### Metin Bölümü
»»

24 ŞUBAT 2017
Şubat ayının son haftası, beraberinde; biri yerli yapım olmak üzere, beş yeni film getiriyor. İçinizde yaşayan sinemadan çıkmış insanın elini sakın ha bırakmayın! Herkese iyi seyirler.
PATERSON
-İnsan nedir ve varoluş yarasının kabuğunu koparmak üzerine-
Günlük hayat ve insan ruhu üzerine, son derece incelikli gözlemler yapıyor yine Jim Jarmusch usta! Sıradan, küçük insanın pazartesiden pazara dek geçen yedi günü ve bir evin içine sığan ömrümüz. Tam zamanlı otobüs şoförü ve şair olan kahramanımız Paterson, New Jersey’in; kendi ismiyle aynı adı taşıyan kasabasında, Paterson’da yaşıyor. Şefkat dolu sevecen eşi ve köpeğiyle birlikte. Yirmi üç numaralı otobüsü kullanıyor her gün. Dinleyen, fazla konuşmayan biri. En büyük tutkusu ise yazmak. Şiir yazıyor. Kendisiyle sık sık ‘yalnız kalan’ Paterson, defterine dizeler karalıyor; hayat, yanı başından olanca rutini ve olağanüstü sürprizleriyle akarken.

««

### Verilen Malzeme
»»

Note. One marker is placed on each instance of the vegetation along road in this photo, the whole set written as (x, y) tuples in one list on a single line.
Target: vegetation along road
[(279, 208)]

««

### Kısa Görev 1
Paterson yazısında geçen kişi ve yer adları hangileri?
### Kısa Görev 2
Paterson yazısını kaldığı yerden sürdürebilir misiniz?
Malzemeye bakmanız gerekmiyor.

### Görev Sonucu 1
Jim Jarmusch, Paterson (kahramanın adı), New Jersey ve Paterson (kasabanın adı).

### Görev Sonucu 2
Minimalist sinemanın babalarından Jarmusch’un on ikinci uzun metraj kurmacası, usta sinemacının hep daim yaptığı üzere; varoluş üzerine içi dolu paragraflar açmayı sürdürüyor. Varoluş yarasının kabuğunu kaldırıp tatlı tatlı kaşıyor Jarmusch. Cannes’de Altın Palmiye adayı olan yapım, sezonun en iyilerinden kesinlikle. Yalın ama o ölçüde güçlü öykü, insan ruhunun zenginliği ve önemi üzerinden, insancıl bir masal öte yandan! Adam Driver’ın müthiş performansına İran asıllı başarılı aktris Golshifteh Farahani ve sevimli köpek Nellie; aynı ‘tutkuyla’ eşlik ediyorlar.
Jarmusch’un eski bildik külliyatına, özellikle 2005 tarihli ‘Broken Flowers’a selam duran hikaye; perdeden; serin, temiz, duru bir ırmak gibi akıyor yüreğimize doğru. İnsanız işte diyor. Boş kağıtları doldurabilecek ruha sahibiz dünyanın haline rağmen. Sabahları bizi işimize götürecek olan yolu yürürken, ruhumuzla baş başa kaldığımız ender anlarda yahut asıl kendimizi anlatırız diğerlerine. Detaylarda gizlidir sihri hayatın. Her insan küçük, özel bir hediyedir, kendi kendine sunulmuş. (5 / 5)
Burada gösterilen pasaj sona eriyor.